### Extrait du texte
───

Nous aussi, quoi que cela soit de façon plus modeste, nous devrions partir de l' « analyse pondérée et rigoureusement objective de toutes les forces en présence » et « reconnaître ouvertement une erreur, en découvrir les causes, analyser les situations qui en sont à l'origine, étudier attentivement les moyens pour la corriger : voilà l'indice de sérieux d'un parti ».

Mon impression est que, dans le débat en cours, on tend à se concentrer sur les réponses immédiates, les alliances et la tactique électorale en général, sans avoir défini quelle stratégie générale nous devons adopter et sans avoir analyser la situation concrète et la nature des forces politiques en jeu.


2 – Analyse des gouvernements de centre-gauche :


Les communistes, qui sont de façon gramscienne « philosophes de la praxis », doivent toujours faire un bilan de leur expérience et comprendre, sur cette base, comment ils doivent modifier, et dans quelle direction, leur pratique.

Analysons alors notre histoire depuis vingt ans, basée sur l'alliance stratégique avec le centre-gauche, et qui comprend la participation à deux gouvernements dirigés par Prodi.

Quels éléments positifs retenir de notre participation aux deux gouvernements ?

Voyons cela.

Le premier gouvernement Prodi a augmenté la TVA de 19 à 20%, rabaissé les tranches de l'impôt sur le revenu et sa progressivité, portant la tranche maximale d'impôt sur le revenu pour les plus riches de 51 à 45%. Surtout, il a lancé le processus de privatisation du marché du travail italien avec la loi Treu (1997). Cette loi, selon l'OSCE, a eu un impact beaucoup plus important en termes de déréglementation du marché du travail que la loi Biagi, adoptée par le gouvernement Berlsuconi en 2003.

───

### Enregistrements
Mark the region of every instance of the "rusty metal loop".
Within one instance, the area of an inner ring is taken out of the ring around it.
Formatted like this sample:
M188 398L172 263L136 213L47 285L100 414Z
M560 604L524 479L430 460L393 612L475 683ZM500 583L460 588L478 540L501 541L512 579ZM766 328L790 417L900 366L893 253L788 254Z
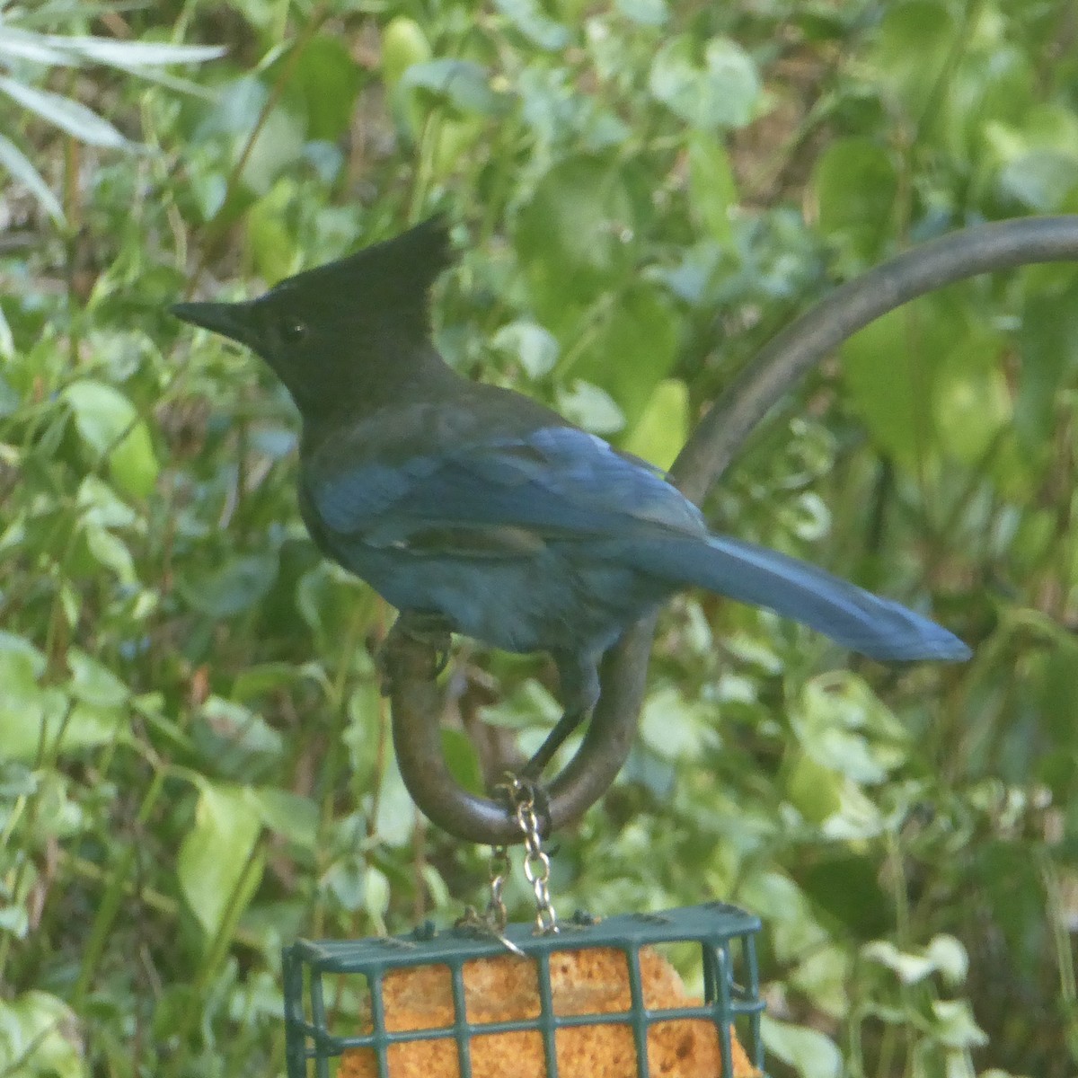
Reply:
M723 391L671 469L674 482L700 501L793 383L881 315L966 277L1065 261L1078 261L1078 216L1022 218L941 236L841 286L774 337ZM638 622L606 657L602 695L583 743L547 787L552 828L582 816L628 757L653 631L654 618ZM470 842L521 841L516 820L505 804L470 793L450 774L442 755L441 699L431 676L429 647L391 633L385 664L397 760L419 808L439 827Z

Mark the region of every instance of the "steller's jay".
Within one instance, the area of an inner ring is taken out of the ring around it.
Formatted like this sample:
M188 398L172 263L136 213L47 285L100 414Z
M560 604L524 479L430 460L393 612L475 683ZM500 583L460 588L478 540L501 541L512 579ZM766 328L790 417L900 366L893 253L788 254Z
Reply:
M898 603L711 535L647 462L520 393L456 374L430 341L445 225L180 318L257 351L303 420L300 511L321 551L402 614L506 651L547 651L561 721L537 775L599 694L622 632L689 585L769 607L873 659L967 659Z

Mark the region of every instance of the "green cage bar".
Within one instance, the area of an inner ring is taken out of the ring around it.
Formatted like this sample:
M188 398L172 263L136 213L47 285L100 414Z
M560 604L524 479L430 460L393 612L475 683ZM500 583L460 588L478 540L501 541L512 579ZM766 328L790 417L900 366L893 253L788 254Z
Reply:
M730 1027L738 1036L758 1070L763 1069L760 1041L759 969L754 937L760 920L725 902L627 913L602 921L578 916L553 935L535 935L533 924L515 924L505 936L536 964L540 1013L512 1021L473 1022L466 1012L464 967L475 958L508 953L505 944L474 931L436 930L425 925L403 936L358 941L299 940L284 951L285 1023L289 1078L331 1078L330 1061L353 1048L371 1049L379 1078L391 1078L388 1048L402 1041L452 1039L462 1078L471 1076L471 1038L476 1034L538 1031L543 1039L548 1078L557 1078L554 1035L557 1029L604 1024L628 1024L636 1046L638 1078L649 1078L648 1028L655 1022L709 1019L719 1034L722 1074L733 1074ZM649 944L694 943L700 948L704 1001L699 1006L646 1008L640 978L640 949ZM624 953L632 1006L627 1011L557 1014L554 1012L550 957L556 952L610 948ZM442 966L448 969L454 1021L441 1028L389 1032L386 1028L382 984L387 972L409 967ZM370 994L371 1032L335 1035L329 1027L323 978L357 975ZM744 1032L743 1032L744 1029ZM570 1078L570 1076L563 1076Z

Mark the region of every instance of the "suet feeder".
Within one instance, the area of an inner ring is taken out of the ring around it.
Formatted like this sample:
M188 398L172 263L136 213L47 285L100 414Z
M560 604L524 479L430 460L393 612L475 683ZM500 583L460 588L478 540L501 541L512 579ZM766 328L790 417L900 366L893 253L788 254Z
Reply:
M300 940L284 952L288 1076L762 1076L759 930L716 901L556 932ZM672 944L695 955L702 999L655 950Z

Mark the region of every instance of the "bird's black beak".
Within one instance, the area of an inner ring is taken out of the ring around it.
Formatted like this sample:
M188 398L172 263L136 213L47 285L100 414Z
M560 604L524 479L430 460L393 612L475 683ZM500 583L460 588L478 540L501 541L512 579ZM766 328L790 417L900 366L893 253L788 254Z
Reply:
M169 309L185 322L253 347L253 326L246 303L174 303Z

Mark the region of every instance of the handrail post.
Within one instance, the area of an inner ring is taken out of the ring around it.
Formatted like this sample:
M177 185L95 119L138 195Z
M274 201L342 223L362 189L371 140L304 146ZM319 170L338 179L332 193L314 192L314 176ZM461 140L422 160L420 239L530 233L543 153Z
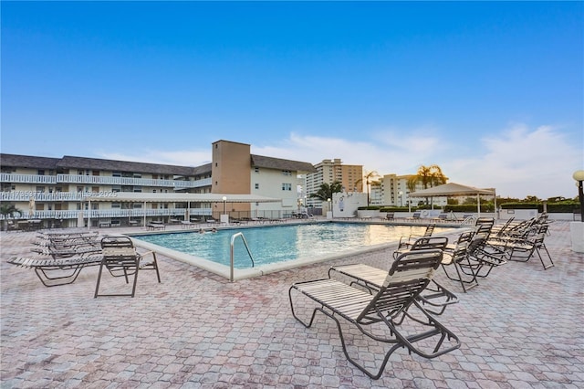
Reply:
M247 241L245 240L245 237L244 237L244 234L242 232L237 232L234 235L231 236L231 249L230 249L230 253L231 253L231 264L230 264L230 268L229 268L229 280L231 282L234 281L234 244L235 242L235 237L241 237L242 240L244 241L244 246L245 247L245 249L247 250L247 254L249 254L249 258L252 260L252 268L256 266L256 264L254 263L254 257L252 256L252 252L249 250L249 246L247 246Z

───

### Consigne
Pour chacun des énoncés suivants, indiquez par oui ou par non s'il est conforme à l'extrait sur les gouvernements de centre-gauche, et citez à l'identique les mots de l'extrait qui tranchent.
1. Le premier gouvernement Prodi a fait passer la TVA de 19 à 20 %.
2. La loi Treu est l'œuvre du gouvernement Berlusconi en 2003.
3. L'alliance stratégique avec le centre-gauche date de dix ans.
Appuyez-vous uniquement sur l'extrait pour répondre.

### Réponse
1. Oui : « Le premier gouvernement Prodi a augmenté la TVA de 19 à 20% ».
2. Non : « Surtout, il a lancé le processus de privatisation du marché du travail italien avec la loi Treu (1997). »
3. Non : « Analysons alors notre histoire depuis vingt ans, basée sur l'alliance stratégique avec le centre-gauche ».